Another theft accomplished by cutting a seendh was at the famous jewellery shop of Cooke and Kelvey in Old Court House Street and the accused was an American sailor called, John Anderson. The choice of victims thus cuts across social barriers. Could it be that the unfairness of the social structure that was tipped against these petty criminals had taught them a lesson in equality?

Yashodhara Sen,
Calcutta

Sir — The article, “A tale of two detectives”, was riveting. The emergence and evolution of detective fiction in English literature affected the literature of the colonies. Since Calcutta was the headquarters of the raj for a long time, it is hardly surprising that detective fiction became more popular in Bengali than in any other Indian language.

The history of Bengali detective fiction formally began in April 1892, with the publication of “Banomali Daser Hatya”, the first story of the journal, Darogar Daptor, written by Priyanath Mukherjee, a detective in the Calcutta Police. Mukherjee simply chronicled his experiences, but his focus on the margins of the city and the marginalized received a wide readership among Bengalis, according to historians.

Yet, one must not forget that as a member of the imperial police force Mukherjee was often working against the colonized members of his own community. This did colour his judgment. In fact, in an autobiographical work, Mukherjee is said to have written about the various aspects of the “superb governance” of the English colonizers. He might well have been among the early moderate politicians who wanted partial self-rule.

A. Ganguly,
Nadia

Take it easy

Sir — John Maynard Keynes had predicted that the average workweek would shrink to 15 hours by the 21st century. Instead, a proposed bill now seeks to give employees some reprieve from working after hours. Mechanization was supposed to make life easier by reducing work. But the omnipresence of technology has had the opposite effect. Forget phones, even something as basic as watches can now keep employees on their toes when they are not physically present at work. But Bengalis, perhaps proving the old adage about their prescience, have perfected the art of lyadh. Maybe it is time to take this knowledge to the world.

Kanishka Gupta,
Calcutta

The fun is over

Sir — Moumita Chaudhuri has rightly highlighted the sharp growth in the number of para pujas in and around Calcutta over the past few years (“My God, OH MY GOD!”, Feb 24). Every year, newer deities seem to gain popularity. Para pujas used to be limited to Durga, Lakshmi, Saraswati and Kali, among others. But now gods that were once popular in other states — take Ganesha, for instance — are celebrated with much pomp and splendour.

» **INSTRUCTIONS TO FOLLOW**: Update the letters to the editor by writing out again the passage starting with "The history of" and going on through "according to historians.", with "readership" changed to "audience".

» **RECORDS PROVIDED**:

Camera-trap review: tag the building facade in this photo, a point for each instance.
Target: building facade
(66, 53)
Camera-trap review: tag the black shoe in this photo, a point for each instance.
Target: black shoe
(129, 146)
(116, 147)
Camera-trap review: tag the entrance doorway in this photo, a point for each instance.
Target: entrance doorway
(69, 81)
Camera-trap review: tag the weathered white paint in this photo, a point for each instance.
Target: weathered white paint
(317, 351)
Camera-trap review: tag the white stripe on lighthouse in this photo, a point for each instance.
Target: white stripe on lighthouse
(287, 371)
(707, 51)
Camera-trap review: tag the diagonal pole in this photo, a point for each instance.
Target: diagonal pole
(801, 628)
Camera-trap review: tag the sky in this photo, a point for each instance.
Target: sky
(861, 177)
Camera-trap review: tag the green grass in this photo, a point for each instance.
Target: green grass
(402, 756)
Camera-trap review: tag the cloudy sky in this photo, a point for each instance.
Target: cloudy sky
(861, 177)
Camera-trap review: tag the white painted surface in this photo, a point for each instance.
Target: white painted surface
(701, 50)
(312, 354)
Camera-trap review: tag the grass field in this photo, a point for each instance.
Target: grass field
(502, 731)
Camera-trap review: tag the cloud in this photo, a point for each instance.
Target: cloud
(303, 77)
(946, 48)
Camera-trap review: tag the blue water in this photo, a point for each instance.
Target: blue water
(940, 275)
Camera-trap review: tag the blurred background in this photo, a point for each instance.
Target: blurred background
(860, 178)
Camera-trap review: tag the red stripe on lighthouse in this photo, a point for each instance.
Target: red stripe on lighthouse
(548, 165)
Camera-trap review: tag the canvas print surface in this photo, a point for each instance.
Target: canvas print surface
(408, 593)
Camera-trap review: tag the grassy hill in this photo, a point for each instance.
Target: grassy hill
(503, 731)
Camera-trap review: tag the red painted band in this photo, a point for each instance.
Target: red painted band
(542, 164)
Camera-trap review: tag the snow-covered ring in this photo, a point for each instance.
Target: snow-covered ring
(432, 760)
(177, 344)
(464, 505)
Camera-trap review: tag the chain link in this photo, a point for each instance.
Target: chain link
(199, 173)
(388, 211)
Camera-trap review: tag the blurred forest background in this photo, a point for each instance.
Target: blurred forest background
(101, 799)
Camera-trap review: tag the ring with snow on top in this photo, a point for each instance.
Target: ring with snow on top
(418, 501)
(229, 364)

» **YOUR RESPONSE**:
The history of Bengali detective fiction formally began in April 1892, with the publication of “Banomali Daser Hatya”, the first story of the journal, Darogar Daptor, written by Priyanath Mukherjee, a detective in the Calcutta Police. Mukherjee simply chronicled his experiences, but his focus on the margins of the city and the marginalized received a wide audience among Bengalis, according to historians.